■ Work request 1
Rename "East Germany" to "the GDR" in the part of the Torsten Schmitz profile that opens with the words containing "Personal information" and closes with "kg (159 lb)", and write out that part with the change made.
■ Work request 2
Continue the article on Torsten Schmitz, starting right after its last sentence.

■ Document text
Personal information
- Full name: Torsten Schmitz
- Nationality: East Germany
- Born: 26 August 1964 (age 62) Crivitz, Bezirk Schwerin, East Germany
- Height: 1.81 m (5 ft 11 in)
- Weight: 72 kg (159 lb)

Sport
- Sport: Boxing
- Weight class: Light Middleweight
- Club: Schweriner SC, Schwerin

Medal record
Representing East Germany
World Amateur Championships
| Silver medal – second place | 1989 Moscow | Light Middleweight |
| Bronze medal – third place | 1986 Reno | Welterweight |
Friendship Games
| Gold medal – first place | 1984 Havana | Welterweight |
Representing Germany
World Amateur Championships
| Bronze medal – third place | 1991 Sydney | Light Middleweight |
European Amateur Championships
| Silver medal – second place | 1991 Gothenburg | Light Middleweight |

= Torsten Schmitz =

German boxer

Torsten Schmitz (born 26 August 1964 in Crivitz) is a retired German boxer in the Light Middleweight class. He represented East Germany at the 1988 Summer Olympics.

== Amateur career ==
Schmitz was an amateur standout and fought in several notable European tournaments, compiling a record of 215–35.

(Stored data entries)
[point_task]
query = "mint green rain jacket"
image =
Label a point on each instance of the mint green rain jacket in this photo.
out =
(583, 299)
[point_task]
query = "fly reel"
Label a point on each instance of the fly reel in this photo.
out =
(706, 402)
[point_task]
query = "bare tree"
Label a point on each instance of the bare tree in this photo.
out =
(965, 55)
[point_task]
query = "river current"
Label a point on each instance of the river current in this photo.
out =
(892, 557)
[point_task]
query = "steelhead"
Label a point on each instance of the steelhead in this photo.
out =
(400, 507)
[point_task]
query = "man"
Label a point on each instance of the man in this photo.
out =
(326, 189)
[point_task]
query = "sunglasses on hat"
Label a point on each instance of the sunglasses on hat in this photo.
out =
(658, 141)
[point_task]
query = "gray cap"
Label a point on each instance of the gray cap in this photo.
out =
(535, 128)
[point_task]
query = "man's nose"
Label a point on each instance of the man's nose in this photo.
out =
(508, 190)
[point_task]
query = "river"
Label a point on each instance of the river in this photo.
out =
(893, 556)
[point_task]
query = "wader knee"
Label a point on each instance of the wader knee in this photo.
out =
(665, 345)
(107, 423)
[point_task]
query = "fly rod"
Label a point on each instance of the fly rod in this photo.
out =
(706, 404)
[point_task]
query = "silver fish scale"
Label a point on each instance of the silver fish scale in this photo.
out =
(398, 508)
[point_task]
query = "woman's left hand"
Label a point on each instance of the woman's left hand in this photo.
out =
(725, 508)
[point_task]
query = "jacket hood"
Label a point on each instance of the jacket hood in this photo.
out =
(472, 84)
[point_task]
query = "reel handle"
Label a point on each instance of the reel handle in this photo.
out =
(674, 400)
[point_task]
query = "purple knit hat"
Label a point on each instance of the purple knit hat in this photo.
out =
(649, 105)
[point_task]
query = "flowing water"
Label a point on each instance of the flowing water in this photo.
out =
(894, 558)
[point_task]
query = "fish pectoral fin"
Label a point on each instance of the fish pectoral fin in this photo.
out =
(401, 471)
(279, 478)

■ Final answer 1
Personal information
- Full name: Torsten Schmitz
- Nationality: the GDR
- Born: 26 August 1964 (age 62) Crivitz, Bezirk Schwerin, the GDR
- Height: 1.81 m (5 ft 11 in)
- Weight: 72 kg (159 lb)

■ Final answer 2
=== Amateur highlights ===
- 1982 Junior European Champion at Welterweight in Schwerin, Germany
  - Defeated Luciano Bruno (Italy) in the final.
- 1984 1st place at the Friendship Games in Havana, Cuba as a Welterweight
  - Defeated Khaidavyn Gantulga (Mongolia) RSCI 3
  - Defeated Luis Garcia (Venezuela) PTS (5–0)
  - Defeated Jose Luis Hernandez (Cuba) PTS (4–1)
- 1985 competed at the European Championships in Budapest, Hungary as a Welterweight
  - Defeated Jacek Olejniczak (Poland) PTS (4–1)
  - Lost to Borislav Abadzhiev (Bulgaria) PTS (2–3)
- 1986 3rd place at World Championships in Reno, United States as a Welterweight
  - Defeated Stefan Driscu (Romania) PTS (4–1)
  - Defeated Kim Dong-Kil (South Korea) PTS (5–0)
  - Defeated Israel Akopkokhyan (Soviet Union) PTS (3–2)
  - Lost to Candelario Duvergel (Cuba) PTS (2–3)
- 1988 competed at the Seoul Olympics as a Light Middleweight
  - Defeated Angel Stoyanov (Bulgaria) PTS (3–2)
  - Lost to Park Si-hun (South Korea) PTS (0–5)
- 1989 2nd place as a Light Middleweight at the World Championships in Moscow, USSR
  - Defeated Fikret Kaman (Turkey) PTS (13–9)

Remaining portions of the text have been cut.